start SUPPLIED ENTRIES

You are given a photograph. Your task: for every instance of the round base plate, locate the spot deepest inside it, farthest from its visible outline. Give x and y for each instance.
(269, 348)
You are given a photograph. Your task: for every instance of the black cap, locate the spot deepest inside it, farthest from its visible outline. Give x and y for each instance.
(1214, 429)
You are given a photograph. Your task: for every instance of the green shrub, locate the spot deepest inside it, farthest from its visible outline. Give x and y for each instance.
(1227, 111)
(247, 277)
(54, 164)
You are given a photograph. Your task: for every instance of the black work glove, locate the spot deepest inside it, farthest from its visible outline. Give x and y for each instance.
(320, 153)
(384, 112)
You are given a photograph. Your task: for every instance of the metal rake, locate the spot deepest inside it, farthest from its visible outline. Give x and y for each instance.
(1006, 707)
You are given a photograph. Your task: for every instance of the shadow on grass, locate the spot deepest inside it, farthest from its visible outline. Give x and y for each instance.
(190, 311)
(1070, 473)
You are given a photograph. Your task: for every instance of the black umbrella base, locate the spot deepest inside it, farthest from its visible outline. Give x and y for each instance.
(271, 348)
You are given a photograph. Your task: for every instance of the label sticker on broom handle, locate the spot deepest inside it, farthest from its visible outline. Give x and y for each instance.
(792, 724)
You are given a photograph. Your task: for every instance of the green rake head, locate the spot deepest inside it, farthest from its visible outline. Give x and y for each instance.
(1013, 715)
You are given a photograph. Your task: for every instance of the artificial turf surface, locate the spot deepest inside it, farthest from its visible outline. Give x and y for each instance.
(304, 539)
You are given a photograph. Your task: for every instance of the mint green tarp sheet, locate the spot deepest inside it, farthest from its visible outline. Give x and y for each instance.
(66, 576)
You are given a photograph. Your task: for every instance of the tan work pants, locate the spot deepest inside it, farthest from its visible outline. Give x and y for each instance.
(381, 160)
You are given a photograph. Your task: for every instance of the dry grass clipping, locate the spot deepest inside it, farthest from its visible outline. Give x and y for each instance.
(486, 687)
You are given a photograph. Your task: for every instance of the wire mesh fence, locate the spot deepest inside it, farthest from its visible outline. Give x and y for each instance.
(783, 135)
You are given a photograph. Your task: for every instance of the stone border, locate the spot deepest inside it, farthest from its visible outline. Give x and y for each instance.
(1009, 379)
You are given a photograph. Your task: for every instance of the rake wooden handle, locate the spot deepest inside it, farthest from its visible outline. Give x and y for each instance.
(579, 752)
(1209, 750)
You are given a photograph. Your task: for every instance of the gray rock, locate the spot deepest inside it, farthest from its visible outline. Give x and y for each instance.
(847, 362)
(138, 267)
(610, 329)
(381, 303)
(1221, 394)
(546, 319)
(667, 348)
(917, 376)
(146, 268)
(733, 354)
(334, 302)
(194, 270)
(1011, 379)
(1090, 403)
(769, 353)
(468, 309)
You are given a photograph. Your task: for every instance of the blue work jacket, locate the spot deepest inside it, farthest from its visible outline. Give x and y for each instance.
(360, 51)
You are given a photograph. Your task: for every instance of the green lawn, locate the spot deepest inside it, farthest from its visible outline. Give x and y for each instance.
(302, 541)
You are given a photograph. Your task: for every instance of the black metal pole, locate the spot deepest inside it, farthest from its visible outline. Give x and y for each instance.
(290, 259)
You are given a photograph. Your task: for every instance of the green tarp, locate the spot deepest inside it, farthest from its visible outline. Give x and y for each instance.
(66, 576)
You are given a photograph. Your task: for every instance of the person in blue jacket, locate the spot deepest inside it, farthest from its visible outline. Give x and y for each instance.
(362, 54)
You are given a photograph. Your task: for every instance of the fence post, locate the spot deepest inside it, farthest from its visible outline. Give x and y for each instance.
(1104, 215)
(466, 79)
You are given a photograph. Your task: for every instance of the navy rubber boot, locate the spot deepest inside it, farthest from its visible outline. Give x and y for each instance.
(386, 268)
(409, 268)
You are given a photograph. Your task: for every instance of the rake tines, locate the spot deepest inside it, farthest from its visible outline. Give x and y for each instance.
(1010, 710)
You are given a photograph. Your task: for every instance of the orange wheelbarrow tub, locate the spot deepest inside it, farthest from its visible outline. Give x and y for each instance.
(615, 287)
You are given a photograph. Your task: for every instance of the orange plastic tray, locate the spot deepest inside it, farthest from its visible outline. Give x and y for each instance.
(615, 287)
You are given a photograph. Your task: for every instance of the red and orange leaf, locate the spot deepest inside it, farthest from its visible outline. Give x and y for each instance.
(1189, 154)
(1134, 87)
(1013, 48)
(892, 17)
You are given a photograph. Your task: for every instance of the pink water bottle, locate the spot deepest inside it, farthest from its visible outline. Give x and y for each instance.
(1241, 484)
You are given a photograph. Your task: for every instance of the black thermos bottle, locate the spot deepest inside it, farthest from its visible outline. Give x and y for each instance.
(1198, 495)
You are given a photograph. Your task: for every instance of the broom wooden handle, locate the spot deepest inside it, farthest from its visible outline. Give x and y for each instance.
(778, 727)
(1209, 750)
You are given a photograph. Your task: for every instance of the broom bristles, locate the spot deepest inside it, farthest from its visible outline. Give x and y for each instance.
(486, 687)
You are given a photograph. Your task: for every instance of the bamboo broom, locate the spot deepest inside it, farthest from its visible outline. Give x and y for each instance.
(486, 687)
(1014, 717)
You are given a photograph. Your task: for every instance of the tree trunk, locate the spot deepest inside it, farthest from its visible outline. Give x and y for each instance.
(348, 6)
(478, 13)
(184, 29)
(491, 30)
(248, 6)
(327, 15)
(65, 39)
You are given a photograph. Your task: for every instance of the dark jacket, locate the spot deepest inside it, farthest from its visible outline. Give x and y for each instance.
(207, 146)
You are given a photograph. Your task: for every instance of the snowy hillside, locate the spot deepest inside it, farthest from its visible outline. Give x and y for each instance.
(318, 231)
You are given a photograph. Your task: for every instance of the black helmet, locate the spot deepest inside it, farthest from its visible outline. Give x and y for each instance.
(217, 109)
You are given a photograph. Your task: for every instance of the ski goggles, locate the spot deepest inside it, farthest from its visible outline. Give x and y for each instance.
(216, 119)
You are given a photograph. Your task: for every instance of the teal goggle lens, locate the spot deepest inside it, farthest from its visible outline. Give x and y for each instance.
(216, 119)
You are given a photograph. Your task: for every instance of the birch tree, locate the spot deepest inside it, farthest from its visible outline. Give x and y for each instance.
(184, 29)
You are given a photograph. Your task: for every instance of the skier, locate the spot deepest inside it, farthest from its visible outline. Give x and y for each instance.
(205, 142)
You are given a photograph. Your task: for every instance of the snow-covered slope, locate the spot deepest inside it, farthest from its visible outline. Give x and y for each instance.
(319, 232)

end SUPPLIED ENTRIES

TASK INSTRUCTIONS -> Scale the entries that begin at the line containing "of the person" and end after the line containing "(1010, 710)". Reproduce each of those lines with the requests unchanged, multiply every x and y coordinate in the answers by 2.55, and round to whole numbers, with halves rounded up.

SOLUTION ->
You are given a photograph. Your task: for every instance of the person in blue jacket, locate the spot deepest inside it, farthest from its visible outline. Give x and y for each instance.
(923, 138)
You are given a photograph. Your task: for every instance of the fence post, locate the spot deepest inside it, farthest from its visible outline. Give x and y for each instance.
(2815, 548)
(1188, 201)
You are given a photograph. Your task: for every instance of the navy rubber boot, locate the spot deepest inside it, farthest from its visible outline. Give x and y for each instance.
(984, 683)
(1043, 683)
You are given a photograph. Your task: for every instance of the rake tines, locate the spot deepest inside it, farthest from its visible outline. Give x and y for each instance.
(2576, 1811)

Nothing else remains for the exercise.